## PROBLEMS TO SOLVE
1. In the snowboarding passage, who won gold in the finals of the first snowboard cross race?
2. Extract the section of the snowboarding passage that runs from "We went back" up to and including "before the event!".

Pichilemu, a little fishing town south-west of Santiago, was the perfect place to get a little surfing done and fill up on questionable seafood. I had no idea giant steamed barnacles were such a delicacy!

We went back to Santiago to pick up some more athletes at the airport before returning to Valle Nevado. Originally there were supposed to be three events, two snowboard crosses and one halfpipe, but the halfpipe was cancelled due to lack of snow. To be more accurate, there was no snow at all in the pipe.

The snowboard cross course held up nicely despite the incredibly warm weather. I managed to win the time trials in the first race but buggered up my knee in the process and had to sit put for the rest of the week.

Tom Velisek of Vernon won the time trials in the first race as well, but Drew Neilson, also from Vernon, took home gold in the finals. Not only did he have reason to celebrate his win in the first race and his fourth place finish in the second race, but also because his wife Amy just gave birth to a baby boy days before the event!

October proved to be a little less fruitful for us. The racers were working their butts off in Europe training and racing on early season snow. Jasey Jay Anderson took home bronze in a parallel slalom at an indoor event in Holland! Who would have thought? Isn’t snowboarding supposed to be all about being in the mountains?

## DATA LISTING
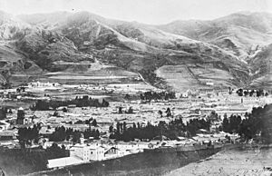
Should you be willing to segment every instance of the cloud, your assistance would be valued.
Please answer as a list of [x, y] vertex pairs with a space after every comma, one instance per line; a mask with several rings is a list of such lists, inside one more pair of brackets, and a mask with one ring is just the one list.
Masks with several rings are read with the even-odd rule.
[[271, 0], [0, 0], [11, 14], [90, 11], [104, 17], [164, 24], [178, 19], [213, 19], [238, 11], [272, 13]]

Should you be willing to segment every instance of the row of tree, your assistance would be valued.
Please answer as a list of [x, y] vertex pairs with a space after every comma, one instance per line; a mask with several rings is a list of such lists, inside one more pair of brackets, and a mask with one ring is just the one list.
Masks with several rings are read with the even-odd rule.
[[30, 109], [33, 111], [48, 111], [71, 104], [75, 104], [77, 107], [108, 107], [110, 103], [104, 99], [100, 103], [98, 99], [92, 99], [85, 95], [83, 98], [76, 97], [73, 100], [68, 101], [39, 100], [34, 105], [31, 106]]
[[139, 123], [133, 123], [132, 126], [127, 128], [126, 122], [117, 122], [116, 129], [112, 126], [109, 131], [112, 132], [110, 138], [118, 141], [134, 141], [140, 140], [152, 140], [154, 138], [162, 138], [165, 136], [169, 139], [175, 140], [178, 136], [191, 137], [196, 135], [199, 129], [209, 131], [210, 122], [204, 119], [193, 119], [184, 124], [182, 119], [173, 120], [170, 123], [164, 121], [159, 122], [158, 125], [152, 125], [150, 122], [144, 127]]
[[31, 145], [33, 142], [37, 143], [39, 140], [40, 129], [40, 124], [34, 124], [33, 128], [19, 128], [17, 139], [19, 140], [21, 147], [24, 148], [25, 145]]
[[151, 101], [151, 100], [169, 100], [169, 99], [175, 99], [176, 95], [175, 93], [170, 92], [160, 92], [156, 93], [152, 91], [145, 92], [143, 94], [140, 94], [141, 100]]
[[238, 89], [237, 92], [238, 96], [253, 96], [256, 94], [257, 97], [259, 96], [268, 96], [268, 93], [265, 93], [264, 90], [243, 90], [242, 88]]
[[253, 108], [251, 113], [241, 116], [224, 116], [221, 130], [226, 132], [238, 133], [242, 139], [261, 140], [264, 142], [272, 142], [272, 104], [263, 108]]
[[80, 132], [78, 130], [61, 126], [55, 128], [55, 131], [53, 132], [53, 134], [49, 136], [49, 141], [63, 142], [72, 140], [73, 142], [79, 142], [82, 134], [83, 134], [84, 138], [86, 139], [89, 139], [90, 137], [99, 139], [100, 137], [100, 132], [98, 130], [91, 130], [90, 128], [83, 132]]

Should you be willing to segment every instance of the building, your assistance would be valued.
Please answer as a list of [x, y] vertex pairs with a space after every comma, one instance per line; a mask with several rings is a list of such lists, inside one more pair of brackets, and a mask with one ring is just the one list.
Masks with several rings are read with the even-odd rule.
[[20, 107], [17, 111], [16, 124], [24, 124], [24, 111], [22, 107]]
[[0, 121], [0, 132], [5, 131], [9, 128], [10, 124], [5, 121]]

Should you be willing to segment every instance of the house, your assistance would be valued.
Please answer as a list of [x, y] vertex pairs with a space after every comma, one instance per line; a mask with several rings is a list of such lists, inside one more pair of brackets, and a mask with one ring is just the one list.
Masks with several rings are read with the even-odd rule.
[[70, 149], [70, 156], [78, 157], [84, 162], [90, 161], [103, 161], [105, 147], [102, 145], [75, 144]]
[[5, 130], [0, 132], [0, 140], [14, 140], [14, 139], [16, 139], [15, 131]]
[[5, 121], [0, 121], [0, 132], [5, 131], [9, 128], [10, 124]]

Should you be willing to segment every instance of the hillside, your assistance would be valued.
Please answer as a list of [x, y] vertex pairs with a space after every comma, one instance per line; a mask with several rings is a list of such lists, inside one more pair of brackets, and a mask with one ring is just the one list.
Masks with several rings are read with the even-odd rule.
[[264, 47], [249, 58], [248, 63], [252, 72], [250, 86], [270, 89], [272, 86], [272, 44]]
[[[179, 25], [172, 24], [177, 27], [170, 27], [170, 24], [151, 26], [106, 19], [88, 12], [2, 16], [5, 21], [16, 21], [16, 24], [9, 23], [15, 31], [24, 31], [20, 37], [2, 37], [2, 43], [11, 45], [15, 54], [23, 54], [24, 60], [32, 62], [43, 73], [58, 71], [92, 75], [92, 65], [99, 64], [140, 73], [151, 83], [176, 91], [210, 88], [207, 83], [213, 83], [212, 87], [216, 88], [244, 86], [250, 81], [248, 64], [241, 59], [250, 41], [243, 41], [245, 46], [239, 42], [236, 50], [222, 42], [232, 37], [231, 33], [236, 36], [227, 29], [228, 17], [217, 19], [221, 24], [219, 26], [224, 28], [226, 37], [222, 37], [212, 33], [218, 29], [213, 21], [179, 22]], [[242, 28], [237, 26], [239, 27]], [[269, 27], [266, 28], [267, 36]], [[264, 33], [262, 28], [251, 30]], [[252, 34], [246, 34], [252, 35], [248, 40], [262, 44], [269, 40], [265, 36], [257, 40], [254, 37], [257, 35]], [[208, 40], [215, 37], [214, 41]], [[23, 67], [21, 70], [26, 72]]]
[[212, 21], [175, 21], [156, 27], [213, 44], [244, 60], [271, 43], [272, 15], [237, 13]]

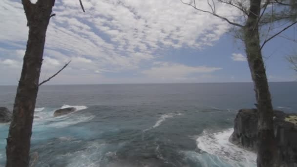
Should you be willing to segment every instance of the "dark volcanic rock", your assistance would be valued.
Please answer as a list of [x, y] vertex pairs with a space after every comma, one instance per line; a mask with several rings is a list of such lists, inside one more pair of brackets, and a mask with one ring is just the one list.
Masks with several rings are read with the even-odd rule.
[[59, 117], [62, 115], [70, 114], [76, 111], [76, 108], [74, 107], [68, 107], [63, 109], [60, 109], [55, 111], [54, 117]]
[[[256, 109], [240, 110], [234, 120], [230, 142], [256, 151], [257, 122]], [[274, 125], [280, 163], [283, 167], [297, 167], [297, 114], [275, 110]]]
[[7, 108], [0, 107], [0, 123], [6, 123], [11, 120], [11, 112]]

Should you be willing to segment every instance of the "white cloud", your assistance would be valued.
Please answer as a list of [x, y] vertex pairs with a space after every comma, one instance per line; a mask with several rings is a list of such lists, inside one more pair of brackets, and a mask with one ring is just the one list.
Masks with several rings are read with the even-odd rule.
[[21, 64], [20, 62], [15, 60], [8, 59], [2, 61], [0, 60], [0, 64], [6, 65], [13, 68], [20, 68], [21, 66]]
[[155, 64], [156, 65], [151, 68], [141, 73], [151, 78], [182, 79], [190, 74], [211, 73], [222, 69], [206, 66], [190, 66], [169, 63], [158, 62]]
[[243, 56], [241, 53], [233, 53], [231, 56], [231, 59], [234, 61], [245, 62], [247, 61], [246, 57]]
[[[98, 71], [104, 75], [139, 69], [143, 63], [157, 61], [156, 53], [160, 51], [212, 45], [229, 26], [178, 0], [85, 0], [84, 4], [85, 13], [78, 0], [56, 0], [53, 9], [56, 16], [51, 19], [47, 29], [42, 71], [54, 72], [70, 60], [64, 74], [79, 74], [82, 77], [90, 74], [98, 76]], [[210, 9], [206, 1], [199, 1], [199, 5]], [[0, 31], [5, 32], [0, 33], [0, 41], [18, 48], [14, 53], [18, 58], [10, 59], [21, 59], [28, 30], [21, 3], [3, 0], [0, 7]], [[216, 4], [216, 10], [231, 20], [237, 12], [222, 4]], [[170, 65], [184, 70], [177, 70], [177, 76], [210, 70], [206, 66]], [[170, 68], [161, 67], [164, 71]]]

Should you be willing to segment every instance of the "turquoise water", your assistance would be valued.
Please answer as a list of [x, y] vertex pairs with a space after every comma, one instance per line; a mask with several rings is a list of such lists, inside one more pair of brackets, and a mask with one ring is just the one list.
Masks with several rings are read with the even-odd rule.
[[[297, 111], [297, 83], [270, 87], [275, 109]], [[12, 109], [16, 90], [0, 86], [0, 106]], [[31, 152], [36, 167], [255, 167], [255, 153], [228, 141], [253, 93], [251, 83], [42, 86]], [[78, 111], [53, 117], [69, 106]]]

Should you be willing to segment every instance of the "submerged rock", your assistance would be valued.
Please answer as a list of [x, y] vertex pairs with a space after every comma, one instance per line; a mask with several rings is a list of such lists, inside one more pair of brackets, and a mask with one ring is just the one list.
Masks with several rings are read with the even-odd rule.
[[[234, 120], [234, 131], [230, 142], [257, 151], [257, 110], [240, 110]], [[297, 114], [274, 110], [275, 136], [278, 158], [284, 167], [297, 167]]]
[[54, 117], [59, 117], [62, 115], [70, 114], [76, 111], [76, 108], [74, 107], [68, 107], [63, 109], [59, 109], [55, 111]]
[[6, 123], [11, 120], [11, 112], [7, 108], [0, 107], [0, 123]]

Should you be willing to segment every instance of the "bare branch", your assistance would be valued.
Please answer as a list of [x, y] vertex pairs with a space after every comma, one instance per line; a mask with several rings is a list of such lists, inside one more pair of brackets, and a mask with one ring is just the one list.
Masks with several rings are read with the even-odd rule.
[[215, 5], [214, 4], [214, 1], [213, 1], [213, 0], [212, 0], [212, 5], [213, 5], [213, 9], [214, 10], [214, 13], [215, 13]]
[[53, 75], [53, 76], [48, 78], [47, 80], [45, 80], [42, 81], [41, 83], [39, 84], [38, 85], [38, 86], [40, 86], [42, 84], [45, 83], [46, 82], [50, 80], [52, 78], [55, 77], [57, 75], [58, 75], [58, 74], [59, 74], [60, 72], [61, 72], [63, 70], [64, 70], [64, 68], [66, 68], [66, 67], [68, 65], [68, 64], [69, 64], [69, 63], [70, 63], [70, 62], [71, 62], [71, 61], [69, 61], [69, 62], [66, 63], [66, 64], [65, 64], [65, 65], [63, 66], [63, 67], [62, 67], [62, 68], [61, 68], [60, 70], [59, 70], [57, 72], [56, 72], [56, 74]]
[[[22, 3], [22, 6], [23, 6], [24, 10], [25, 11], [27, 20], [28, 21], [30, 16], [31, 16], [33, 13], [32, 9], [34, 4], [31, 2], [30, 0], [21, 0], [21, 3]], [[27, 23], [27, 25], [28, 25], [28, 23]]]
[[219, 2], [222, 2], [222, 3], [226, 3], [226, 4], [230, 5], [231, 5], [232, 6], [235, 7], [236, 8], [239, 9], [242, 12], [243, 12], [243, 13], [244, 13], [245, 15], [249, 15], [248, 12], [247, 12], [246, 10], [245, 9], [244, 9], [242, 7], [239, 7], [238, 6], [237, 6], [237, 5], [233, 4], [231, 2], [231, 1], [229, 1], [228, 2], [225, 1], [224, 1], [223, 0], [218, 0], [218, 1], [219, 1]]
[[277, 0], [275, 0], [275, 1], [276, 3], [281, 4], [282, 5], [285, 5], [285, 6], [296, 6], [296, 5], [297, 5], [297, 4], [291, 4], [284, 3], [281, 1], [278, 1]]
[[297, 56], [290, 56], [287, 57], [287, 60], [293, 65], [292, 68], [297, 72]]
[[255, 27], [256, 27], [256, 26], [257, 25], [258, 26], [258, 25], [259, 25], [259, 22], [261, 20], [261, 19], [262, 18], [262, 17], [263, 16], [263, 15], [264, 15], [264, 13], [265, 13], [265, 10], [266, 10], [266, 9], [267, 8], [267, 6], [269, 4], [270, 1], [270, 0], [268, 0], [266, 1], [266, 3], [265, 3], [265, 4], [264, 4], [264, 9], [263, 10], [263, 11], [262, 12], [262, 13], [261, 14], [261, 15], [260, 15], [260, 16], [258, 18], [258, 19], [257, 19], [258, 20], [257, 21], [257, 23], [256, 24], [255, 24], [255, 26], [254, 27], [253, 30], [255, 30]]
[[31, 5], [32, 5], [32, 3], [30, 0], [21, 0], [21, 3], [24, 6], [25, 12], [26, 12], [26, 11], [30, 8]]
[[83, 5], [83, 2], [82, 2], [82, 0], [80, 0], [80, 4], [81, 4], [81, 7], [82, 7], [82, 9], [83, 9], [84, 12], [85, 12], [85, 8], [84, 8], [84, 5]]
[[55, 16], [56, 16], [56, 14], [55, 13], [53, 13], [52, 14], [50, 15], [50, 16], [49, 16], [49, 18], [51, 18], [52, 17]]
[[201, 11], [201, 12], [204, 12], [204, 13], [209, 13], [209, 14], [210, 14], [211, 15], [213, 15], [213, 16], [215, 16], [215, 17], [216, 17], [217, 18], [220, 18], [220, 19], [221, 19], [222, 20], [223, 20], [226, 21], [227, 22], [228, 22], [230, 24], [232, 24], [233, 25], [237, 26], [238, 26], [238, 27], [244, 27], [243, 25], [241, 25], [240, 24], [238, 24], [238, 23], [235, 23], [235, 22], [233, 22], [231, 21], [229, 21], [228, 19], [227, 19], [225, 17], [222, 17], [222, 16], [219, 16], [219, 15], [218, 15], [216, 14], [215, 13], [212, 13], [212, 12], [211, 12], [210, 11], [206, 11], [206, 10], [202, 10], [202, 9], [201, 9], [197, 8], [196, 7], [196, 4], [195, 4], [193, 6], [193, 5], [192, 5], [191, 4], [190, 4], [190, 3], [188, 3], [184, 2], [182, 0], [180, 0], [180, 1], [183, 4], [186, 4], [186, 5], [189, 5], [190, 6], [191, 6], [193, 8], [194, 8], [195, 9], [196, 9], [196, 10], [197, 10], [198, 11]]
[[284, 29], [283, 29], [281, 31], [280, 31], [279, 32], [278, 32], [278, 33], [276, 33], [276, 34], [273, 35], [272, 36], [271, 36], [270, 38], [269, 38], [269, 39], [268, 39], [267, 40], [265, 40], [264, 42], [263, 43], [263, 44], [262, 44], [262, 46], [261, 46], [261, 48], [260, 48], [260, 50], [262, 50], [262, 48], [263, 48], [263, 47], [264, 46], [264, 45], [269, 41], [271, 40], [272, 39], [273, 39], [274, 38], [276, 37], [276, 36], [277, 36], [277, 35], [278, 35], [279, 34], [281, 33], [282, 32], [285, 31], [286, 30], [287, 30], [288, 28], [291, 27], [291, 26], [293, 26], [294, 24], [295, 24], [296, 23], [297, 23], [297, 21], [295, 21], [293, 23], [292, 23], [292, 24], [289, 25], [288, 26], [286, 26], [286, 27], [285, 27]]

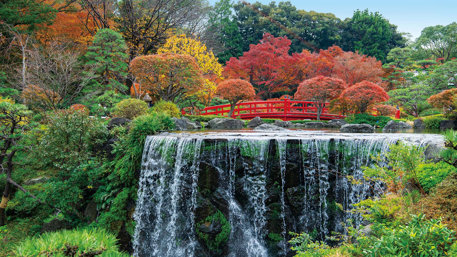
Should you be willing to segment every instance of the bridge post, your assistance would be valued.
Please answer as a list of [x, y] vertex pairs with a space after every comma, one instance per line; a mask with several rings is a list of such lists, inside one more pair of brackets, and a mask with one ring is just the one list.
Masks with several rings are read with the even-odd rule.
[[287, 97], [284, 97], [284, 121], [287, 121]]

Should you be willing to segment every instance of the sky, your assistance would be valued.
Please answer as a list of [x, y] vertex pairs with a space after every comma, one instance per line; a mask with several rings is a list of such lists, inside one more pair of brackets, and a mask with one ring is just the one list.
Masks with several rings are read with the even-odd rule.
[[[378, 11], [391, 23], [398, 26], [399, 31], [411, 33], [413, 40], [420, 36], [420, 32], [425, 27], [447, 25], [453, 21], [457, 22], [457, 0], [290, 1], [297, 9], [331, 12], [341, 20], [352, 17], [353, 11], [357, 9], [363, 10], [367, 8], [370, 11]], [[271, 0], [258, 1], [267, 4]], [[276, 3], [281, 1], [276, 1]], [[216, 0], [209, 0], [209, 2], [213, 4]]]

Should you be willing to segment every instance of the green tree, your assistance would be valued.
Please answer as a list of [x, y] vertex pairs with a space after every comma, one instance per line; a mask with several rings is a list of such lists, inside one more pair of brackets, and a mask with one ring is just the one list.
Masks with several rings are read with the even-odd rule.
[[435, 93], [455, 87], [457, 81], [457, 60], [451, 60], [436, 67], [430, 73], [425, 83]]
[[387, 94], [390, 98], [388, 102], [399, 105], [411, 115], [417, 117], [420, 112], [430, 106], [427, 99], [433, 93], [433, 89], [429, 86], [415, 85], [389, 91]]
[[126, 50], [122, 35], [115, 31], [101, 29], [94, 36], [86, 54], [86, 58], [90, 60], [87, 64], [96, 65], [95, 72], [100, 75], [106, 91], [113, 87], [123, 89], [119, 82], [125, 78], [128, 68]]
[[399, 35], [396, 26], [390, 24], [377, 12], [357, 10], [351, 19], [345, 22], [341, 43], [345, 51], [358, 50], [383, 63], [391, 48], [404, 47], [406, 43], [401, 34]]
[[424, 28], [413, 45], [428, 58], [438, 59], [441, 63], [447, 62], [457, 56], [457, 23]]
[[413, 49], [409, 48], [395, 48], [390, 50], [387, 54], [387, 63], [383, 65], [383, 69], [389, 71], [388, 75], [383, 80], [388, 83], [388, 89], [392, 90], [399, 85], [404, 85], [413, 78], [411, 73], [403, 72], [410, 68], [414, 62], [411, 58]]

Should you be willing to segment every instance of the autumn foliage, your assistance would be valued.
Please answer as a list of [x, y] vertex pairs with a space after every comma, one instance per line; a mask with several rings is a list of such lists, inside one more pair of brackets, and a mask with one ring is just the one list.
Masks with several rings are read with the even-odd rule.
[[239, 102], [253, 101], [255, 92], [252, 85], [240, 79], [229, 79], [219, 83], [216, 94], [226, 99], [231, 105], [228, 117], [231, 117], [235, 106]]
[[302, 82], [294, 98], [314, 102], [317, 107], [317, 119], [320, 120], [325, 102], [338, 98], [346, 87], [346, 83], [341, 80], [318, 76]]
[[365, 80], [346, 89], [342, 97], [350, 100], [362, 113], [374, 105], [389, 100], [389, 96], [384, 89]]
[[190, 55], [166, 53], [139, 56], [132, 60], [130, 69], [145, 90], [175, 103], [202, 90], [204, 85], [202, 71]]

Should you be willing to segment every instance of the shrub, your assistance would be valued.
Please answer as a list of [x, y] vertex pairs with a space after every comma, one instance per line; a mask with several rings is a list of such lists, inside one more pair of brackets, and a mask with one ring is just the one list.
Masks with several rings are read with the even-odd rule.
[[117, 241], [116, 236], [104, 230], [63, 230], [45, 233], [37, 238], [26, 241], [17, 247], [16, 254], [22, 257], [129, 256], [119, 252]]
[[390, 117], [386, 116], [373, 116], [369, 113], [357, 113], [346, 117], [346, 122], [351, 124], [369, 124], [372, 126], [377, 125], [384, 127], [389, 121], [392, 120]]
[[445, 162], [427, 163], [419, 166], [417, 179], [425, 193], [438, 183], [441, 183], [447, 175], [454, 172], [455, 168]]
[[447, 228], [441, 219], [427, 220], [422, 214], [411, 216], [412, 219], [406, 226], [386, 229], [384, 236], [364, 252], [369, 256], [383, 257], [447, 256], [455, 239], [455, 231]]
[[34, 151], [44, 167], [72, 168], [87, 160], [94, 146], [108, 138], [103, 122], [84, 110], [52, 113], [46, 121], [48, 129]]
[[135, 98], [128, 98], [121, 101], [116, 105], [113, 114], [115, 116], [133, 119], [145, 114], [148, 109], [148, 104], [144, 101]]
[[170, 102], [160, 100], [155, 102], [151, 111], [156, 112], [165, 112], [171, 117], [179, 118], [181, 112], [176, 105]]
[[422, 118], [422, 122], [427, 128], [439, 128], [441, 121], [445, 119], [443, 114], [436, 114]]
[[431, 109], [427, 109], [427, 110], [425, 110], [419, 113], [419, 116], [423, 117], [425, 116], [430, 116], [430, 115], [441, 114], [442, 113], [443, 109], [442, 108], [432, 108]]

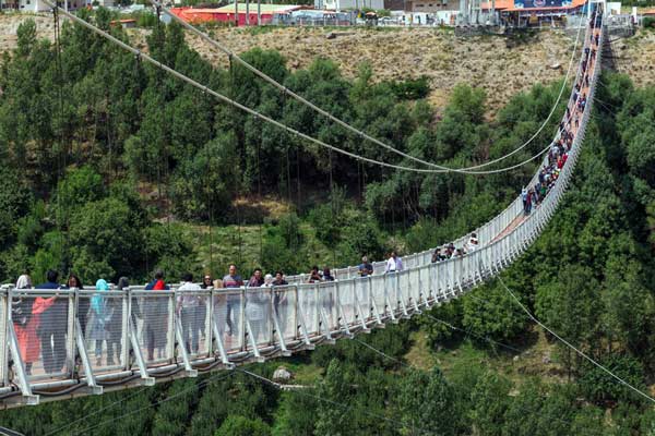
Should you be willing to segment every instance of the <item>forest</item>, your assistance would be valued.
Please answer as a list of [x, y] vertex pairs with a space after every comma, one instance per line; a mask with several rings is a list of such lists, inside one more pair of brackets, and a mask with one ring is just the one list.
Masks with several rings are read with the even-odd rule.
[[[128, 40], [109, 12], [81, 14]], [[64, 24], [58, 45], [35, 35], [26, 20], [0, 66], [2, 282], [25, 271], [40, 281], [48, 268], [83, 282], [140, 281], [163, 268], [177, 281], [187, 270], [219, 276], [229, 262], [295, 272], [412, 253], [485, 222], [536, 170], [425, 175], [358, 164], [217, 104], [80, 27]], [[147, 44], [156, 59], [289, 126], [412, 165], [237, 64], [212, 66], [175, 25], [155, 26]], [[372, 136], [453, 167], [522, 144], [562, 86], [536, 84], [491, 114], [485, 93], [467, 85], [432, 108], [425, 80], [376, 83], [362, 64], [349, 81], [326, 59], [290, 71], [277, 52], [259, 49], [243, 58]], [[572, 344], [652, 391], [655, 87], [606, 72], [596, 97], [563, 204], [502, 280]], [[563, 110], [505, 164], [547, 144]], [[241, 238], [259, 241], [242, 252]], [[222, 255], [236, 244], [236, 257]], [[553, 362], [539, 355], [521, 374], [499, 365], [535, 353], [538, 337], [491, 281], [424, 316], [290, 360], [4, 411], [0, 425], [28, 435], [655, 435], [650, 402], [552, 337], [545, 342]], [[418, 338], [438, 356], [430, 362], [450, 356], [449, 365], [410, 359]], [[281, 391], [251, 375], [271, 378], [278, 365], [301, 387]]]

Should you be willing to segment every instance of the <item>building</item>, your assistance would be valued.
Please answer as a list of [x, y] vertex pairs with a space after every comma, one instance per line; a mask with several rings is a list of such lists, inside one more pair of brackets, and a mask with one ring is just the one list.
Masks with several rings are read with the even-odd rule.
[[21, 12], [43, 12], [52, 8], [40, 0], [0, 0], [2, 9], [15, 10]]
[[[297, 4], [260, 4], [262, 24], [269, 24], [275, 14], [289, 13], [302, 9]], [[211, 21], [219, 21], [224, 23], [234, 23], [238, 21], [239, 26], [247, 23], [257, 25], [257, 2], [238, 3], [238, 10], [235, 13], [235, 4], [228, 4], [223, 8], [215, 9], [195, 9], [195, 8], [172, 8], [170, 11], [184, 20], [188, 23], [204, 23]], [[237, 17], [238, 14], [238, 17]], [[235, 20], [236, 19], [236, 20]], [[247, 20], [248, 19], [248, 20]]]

## SOLUTION SET
1. Drew Neilson, from Vernon.

2.
We went back to Santiago to pick up some more athletes at the airport before returning to Valle Nevado. Originally there were supposed to be three events, two snowboard crosses and one halfpipe, but the halfpipe was cancelled due to lack of snow. To be more accurate, there was no snow at all in the pipe.

The snowboard cross course held up nicely despite the incredibly warm weather. I managed to win the time trials in the first race but buggered up my knee in the process and had to sit put for the rest of the week.

Tom Velisek of Vernon won the time trials in the first race as well, but Drew Neilson, also from Vernon, took home gold in the finals. Not only did he have reason to celebrate his win in the first race and his fourth place finish in the second race, but also because his wife Amy just gave birth to a baby boy days before the event!